◆ **Problem to work on**
In the listing, locate the line containing "tag the tall grass", then quote it and all following lines exactly. Omit pictures.

◆ **The records**
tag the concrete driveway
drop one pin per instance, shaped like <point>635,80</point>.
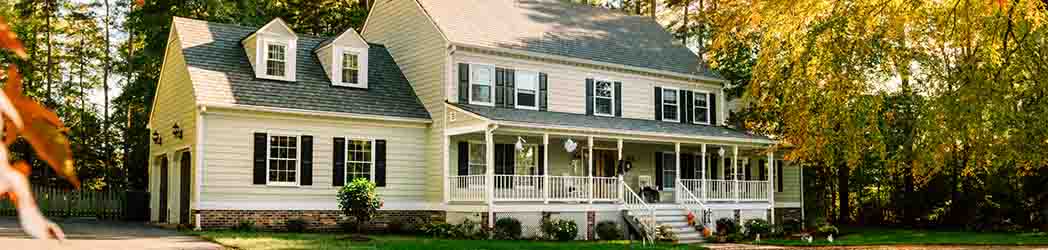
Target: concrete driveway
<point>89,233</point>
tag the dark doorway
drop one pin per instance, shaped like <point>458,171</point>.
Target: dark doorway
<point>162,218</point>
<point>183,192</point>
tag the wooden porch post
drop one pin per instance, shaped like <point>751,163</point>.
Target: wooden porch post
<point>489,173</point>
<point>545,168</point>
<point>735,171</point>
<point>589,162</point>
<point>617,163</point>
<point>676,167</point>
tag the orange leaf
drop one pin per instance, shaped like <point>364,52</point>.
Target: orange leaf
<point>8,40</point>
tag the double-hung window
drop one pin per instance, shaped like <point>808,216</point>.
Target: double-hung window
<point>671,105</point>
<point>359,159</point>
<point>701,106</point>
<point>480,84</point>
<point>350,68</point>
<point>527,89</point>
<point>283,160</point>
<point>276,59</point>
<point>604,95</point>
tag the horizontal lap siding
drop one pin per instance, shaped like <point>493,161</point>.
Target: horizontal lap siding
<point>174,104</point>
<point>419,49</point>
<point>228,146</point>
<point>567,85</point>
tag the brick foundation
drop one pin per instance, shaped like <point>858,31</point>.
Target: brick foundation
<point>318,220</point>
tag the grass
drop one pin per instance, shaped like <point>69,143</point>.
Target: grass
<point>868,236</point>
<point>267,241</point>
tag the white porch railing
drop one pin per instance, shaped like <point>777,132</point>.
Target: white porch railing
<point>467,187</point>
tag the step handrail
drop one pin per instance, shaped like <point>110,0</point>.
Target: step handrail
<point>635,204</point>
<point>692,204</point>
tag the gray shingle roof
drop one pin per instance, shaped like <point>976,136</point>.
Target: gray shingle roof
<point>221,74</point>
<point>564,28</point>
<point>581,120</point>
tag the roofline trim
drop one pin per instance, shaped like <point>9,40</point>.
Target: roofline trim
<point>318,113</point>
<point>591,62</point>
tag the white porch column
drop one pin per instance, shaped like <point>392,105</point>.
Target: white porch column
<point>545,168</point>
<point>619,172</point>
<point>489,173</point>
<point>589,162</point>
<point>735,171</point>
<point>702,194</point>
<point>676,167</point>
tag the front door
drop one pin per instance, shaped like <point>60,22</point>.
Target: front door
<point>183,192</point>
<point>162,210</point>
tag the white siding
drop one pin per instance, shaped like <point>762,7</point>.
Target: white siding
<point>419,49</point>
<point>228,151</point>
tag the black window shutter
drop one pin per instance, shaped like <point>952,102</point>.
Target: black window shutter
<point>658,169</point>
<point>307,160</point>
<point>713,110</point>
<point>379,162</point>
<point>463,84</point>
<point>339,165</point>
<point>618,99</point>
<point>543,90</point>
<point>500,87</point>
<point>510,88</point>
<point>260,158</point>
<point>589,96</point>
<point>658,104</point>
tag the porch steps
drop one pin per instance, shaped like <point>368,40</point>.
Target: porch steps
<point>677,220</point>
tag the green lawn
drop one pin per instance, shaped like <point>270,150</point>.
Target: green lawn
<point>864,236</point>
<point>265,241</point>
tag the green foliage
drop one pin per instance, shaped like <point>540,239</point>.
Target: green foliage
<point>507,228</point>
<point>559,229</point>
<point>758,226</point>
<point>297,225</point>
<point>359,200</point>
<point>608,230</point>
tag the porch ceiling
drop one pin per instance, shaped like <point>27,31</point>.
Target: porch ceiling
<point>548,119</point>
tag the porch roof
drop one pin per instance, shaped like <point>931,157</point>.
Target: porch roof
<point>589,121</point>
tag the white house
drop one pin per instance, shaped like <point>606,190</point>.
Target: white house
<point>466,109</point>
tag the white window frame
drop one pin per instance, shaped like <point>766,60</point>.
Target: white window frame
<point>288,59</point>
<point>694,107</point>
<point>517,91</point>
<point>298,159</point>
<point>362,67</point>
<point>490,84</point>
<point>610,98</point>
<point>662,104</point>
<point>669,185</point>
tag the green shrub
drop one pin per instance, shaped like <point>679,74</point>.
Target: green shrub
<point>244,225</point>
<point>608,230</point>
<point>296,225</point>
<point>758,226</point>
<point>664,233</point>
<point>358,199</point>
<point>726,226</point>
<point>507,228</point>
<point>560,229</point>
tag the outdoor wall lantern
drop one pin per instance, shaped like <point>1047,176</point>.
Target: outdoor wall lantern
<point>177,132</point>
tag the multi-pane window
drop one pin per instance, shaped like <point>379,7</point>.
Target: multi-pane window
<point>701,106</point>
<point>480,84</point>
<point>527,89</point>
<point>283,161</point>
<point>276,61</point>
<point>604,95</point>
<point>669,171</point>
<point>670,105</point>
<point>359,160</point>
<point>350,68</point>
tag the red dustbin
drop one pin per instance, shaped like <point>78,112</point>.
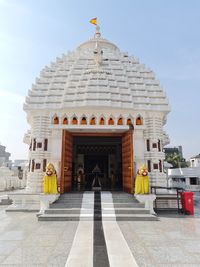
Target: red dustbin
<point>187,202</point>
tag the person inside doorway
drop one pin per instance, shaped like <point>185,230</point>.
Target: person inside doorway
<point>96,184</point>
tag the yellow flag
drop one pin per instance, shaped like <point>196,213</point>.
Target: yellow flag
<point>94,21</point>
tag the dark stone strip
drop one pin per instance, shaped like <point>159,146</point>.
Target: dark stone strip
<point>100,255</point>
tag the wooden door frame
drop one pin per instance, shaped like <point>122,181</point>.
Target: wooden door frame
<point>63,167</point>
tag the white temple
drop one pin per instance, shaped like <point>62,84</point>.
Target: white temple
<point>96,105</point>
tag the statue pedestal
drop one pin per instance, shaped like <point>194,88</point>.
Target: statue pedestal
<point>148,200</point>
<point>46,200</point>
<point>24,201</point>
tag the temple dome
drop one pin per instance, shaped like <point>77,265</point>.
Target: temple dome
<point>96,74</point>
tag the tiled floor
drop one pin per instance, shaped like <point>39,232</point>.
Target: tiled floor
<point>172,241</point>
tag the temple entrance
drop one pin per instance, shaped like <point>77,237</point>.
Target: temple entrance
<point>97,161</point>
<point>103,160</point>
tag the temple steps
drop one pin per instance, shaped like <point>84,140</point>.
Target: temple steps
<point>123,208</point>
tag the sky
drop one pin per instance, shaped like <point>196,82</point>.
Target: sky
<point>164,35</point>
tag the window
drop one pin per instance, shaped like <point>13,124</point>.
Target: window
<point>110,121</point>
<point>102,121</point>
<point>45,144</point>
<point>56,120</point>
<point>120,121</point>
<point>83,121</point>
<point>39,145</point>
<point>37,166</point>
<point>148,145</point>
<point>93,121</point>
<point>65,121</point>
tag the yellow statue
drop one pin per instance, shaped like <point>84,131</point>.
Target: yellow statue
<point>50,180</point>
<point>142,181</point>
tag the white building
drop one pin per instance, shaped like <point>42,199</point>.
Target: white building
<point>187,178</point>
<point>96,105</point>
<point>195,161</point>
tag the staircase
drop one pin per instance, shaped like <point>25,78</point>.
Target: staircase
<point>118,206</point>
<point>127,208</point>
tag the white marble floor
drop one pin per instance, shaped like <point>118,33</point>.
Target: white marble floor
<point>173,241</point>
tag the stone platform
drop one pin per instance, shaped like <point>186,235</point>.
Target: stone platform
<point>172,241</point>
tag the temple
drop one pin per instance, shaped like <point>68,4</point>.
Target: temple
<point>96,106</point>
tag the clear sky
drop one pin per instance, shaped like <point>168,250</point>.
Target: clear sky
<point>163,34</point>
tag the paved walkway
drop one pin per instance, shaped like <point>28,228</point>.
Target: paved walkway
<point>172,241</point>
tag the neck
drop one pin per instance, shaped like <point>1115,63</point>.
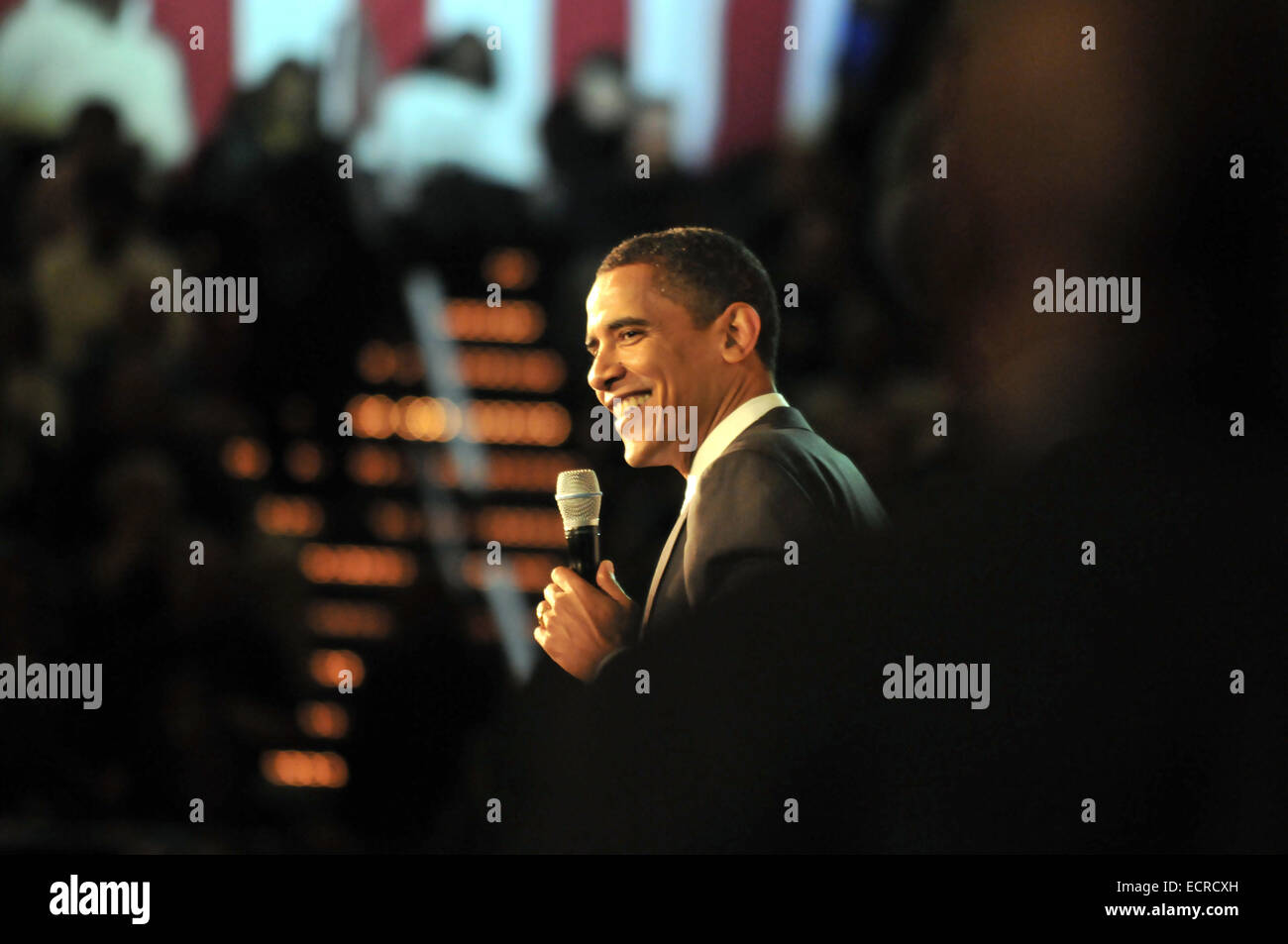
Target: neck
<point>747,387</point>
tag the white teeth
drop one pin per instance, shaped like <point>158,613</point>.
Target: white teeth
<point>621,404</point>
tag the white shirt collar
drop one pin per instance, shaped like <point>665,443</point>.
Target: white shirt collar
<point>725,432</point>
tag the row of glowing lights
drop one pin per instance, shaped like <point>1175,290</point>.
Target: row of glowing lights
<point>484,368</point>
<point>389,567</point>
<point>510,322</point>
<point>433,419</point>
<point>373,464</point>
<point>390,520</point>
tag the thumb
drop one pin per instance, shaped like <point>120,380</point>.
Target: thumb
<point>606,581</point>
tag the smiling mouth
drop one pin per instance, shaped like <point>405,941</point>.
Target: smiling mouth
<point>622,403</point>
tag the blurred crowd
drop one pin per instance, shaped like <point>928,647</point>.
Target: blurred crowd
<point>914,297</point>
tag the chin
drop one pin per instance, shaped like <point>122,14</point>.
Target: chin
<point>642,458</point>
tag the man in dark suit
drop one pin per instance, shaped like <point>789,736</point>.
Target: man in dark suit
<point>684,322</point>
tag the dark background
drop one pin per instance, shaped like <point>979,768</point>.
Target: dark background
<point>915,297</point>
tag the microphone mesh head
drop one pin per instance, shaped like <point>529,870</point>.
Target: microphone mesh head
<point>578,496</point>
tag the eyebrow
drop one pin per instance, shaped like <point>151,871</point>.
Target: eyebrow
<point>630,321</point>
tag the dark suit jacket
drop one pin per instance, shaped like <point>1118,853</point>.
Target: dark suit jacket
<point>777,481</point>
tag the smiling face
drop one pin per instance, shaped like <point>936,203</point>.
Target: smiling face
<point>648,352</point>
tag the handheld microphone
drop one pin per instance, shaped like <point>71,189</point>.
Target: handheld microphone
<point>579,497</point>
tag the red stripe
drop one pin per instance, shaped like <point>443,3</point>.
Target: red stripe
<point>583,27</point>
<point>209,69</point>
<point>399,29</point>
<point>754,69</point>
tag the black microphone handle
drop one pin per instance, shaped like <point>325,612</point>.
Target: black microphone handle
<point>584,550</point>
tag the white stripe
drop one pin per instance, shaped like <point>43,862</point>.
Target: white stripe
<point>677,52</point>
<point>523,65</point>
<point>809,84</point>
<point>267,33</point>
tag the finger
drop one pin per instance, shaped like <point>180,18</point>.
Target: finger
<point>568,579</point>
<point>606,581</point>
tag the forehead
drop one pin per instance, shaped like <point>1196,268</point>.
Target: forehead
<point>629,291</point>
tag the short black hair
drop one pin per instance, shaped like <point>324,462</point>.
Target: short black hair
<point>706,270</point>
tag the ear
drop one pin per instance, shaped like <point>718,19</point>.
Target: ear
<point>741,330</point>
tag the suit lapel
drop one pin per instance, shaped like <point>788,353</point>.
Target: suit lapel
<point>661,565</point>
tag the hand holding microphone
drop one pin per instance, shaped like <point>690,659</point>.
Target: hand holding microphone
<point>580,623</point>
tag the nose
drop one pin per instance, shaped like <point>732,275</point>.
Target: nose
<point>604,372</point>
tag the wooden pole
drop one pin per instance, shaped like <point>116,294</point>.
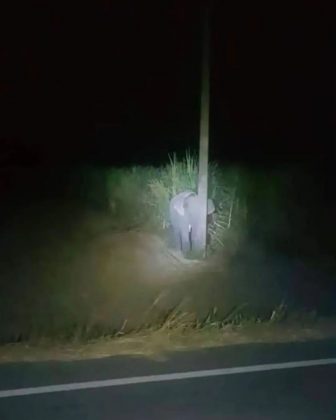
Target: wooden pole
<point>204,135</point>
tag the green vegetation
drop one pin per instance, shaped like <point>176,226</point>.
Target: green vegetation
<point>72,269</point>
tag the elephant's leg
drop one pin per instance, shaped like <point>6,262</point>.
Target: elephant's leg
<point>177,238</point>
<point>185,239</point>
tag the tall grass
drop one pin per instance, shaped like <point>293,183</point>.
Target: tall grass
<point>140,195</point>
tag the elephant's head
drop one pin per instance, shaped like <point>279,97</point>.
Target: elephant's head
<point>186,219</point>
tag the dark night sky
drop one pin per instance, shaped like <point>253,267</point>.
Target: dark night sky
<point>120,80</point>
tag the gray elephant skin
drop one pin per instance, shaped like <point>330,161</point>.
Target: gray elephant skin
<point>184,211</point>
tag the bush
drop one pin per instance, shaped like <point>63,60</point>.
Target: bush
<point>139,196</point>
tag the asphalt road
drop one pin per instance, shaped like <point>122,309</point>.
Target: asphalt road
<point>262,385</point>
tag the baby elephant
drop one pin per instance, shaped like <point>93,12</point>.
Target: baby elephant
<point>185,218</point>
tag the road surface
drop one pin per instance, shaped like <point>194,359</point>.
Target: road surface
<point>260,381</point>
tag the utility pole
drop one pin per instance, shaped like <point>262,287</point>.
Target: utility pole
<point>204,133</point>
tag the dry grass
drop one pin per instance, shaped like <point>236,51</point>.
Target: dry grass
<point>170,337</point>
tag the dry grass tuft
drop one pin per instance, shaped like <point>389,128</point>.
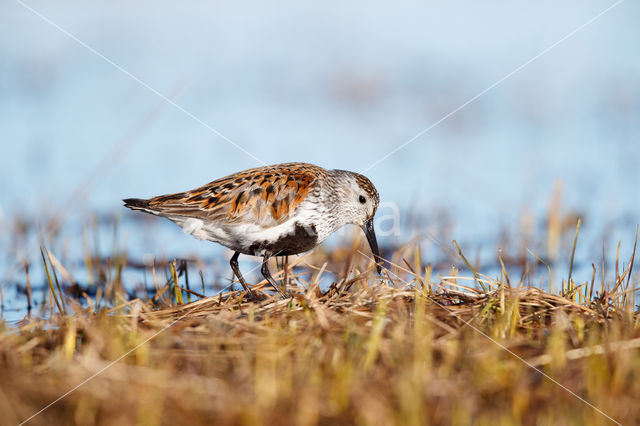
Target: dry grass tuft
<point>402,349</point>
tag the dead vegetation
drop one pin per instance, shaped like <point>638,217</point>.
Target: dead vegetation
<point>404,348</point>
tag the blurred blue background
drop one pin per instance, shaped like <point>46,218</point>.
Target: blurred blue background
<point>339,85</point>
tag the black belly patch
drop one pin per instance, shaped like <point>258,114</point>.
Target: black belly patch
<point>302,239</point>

◆ **Solution**
tag the tall grass
drop one pin per instance, shaped like <point>293,183</point>.
Target: tall grass
<point>140,195</point>
tag the elephant's head
drop one pin per instance, shaped like <point>279,97</point>.
Target: elephant's head
<point>186,219</point>
tag the dark night sky
drop one pin per instance, shaped like <point>253,267</point>.
Target: dark night sky
<point>120,80</point>
tag the gray elephant skin
drop one pin per instance, shaped like <point>330,161</point>.
Target: gray elephant skin
<point>184,211</point>
tag the bush
drop one pin per instance, shaped like <point>63,60</point>.
Target: bush
<point>139,196</point>
tag the asphalt road
drop one pin per instance, shaped like <point>122,309</point>.
Target: asphalt road
<point>262,385</point>
tag the baby elephant
drop one pin per instance, shaped like <point>93,12</point>.
Target: baby elephant
<point>185,218</point>
tag the road surface
drop one pin per instance, shaped like <point>194,359</point>.
Target: road surface
<point>260,381</point>
tag the utility pole
drop one pin per instance, shaped like <point>262,287</point>.
Target: utility pole
<point>204,133</point>
tag the dry grass
drop one pin per instance, shaped like <point>236,51</point>.
Target: dry grass
<point>170,337</point>
tag the dry grass tuft
drop one pin per instance, shaped like <point>389,128</point>.
Target: dry grass tuft
<point>402,349</point>
tag the dead vegetation
drop one pin per instance, shaped like <point>638,217</point>.
Target: dead vegetation
<point>404,348</point>
tag the blurred blue background
drop one pin per instance, shaped like <point>46,218</point>.
Target: blurred blue background
<point>339,85</point>
tag the black belly patch
drop one pin per instance, shaped like <point>258,114</point>.
Target: black belly patch
<point>302,239</point>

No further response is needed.